▶ Named-object pointing records
— Start —
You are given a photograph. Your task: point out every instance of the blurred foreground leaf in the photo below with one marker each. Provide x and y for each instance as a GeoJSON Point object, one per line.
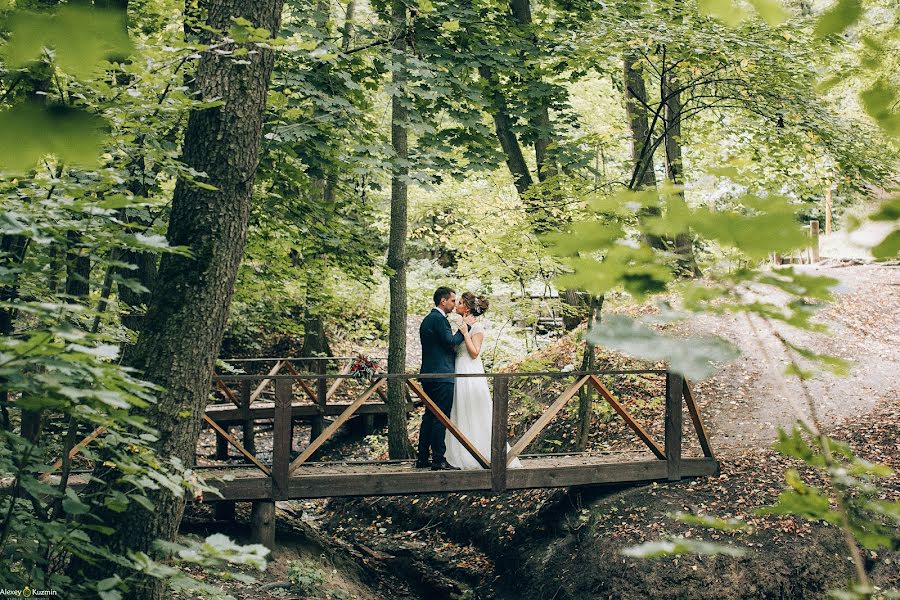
{"type": "Point", "coordinates": [28, 132]}
{"type": "Point", "coordinates": [694, 357]}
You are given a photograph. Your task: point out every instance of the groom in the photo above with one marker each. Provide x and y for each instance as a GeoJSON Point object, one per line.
{"type": "Point", "coordinates": [438, 356]}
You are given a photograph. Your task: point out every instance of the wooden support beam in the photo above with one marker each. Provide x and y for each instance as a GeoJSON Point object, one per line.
{"type": "Point", "coordinates": [75, 450]}
{"type": "Point", "coordinates": [335, 425]}
{"type": "Point", "coordinates": [339, 382]}
{"type": "Point", "coordinates": [383, 395]}
{"type": "Point", "coordinates": [309, 391]}
{"type": "Point", "coordinates": [247, 426]}
{"type": "Point", "coordinates": [814, 240]}
{"type": "Point", "coordinates": [229, 393]}
{"type": "Point", "coordinates": [694, 411]}
{"type": "Point", "coordinates": [370, 482]}
{"type": "Point", "coordinates": [674, 394]}
{"type": "Point", "coordinates": [318, 423]}
{"type": "Point", "coordinates": [262, 384]}
{"type": "Point", "coordinates": [281, 439]}
{"type": "Point", "coordinates": [225, 511]}
{"type": "Point", "coordinates": [446, 422]}
{"type": "Point", "coordinates": [499, 424]}
{"type": "Point", "coordinates": [237, 445]}
{"type": "Point", "coordinates": [544, 420]}
{"type": "Point", "coordinates": [626, 416]}
{"type": "Point", "coordinates": [262, 523]}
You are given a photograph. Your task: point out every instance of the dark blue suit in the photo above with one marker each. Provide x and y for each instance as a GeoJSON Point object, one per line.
{"type": "Point", "coordinates": [438, 356]}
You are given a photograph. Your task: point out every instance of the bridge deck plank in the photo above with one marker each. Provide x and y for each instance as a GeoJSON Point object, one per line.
{"type": "Point", "coordinates": [320, 480]}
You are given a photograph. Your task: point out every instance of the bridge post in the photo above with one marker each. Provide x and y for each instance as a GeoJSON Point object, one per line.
{"type": "Point", "coordinates": [674, 391]}
{"type": "Point", "coordinates": [249, 433]}
{"type": "Point", "coordinates": [281, 439]}
{"type": "Point", "coordinates": [318, 422]}
{"type": "Point", "coordinates": [262, 523]}
{"type": "Point", "coordinates": [499, 424]}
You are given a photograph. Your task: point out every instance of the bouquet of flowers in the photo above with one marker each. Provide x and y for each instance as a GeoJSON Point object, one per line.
{"type": "Point", "coordinates": [364, 367]}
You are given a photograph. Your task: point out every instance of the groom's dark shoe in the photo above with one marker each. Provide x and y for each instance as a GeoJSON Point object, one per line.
{"type": "Point", "coordinates": [443, 466]}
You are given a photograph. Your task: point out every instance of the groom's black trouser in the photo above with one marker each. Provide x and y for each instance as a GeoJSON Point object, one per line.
{"type": "Point", "coordinates": [432, 432]}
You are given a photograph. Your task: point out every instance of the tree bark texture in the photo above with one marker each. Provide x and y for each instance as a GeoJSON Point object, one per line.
{"type": "Point", "coordinates": [639, 128]}
{"type": "Point", "coordinates": [546, 168]}
{"type": "Point", "coordinates": [398, 440]}
{"type": "Point", "coordinates": [636, 102]}
{"type": "Point", "coordinates": [509, 143]}
{"type": "Point", "coordinates": [186, 315]}
{"type": "Point", "coordinates": [674, 167]}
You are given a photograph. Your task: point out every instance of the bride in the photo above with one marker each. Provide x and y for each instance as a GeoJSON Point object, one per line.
{"type": "Point", "coordinates": [472, 405]}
— End —
▶ EXERCISE INSTRUCTIONS
Rewrite the records as a numbered list, starting at the line that contains "the groom's black" and running through the end of the records, with blank lines left out.

▶ WORKED ANSWER
1. You are given a photograph. Your task: point out every instance of the groom's black trouser in the photo above with one marker each. Provide x and y for each instance as a GeoJSON Point object, one per line.
2. {"type": "Point", "coordinates": [432, 432]}
3. You are given a photograph. Your task: point out every instance of the tree bark texture in the photo above with one marker each. Provide x and y for each instance as a GeoJSON Point object, one per line.
4. {"type": "Point", "coordinates": [639, 128]}
5. {"type": "Point", "coordinates": [546, 168]}
6. {"type": "Point", "coordinates": [398, 440]}
7. {"type": "Point", "coordinates": [636, 102]}
8. {"type": "Point", "coordinates": [509, 143]}
9. {"type": "Point", "coordinates": [186, 315]}
10. {"type": "Point", "coordinates": [674, 167]}
11. You are given a photograph. Your task: point out every instance of the bride in the photo above with one marker each. Provide x and y for each instance as a GeoJSON Point object, one per line.
12. {"type": "Point", "coordinates": [472, 405]}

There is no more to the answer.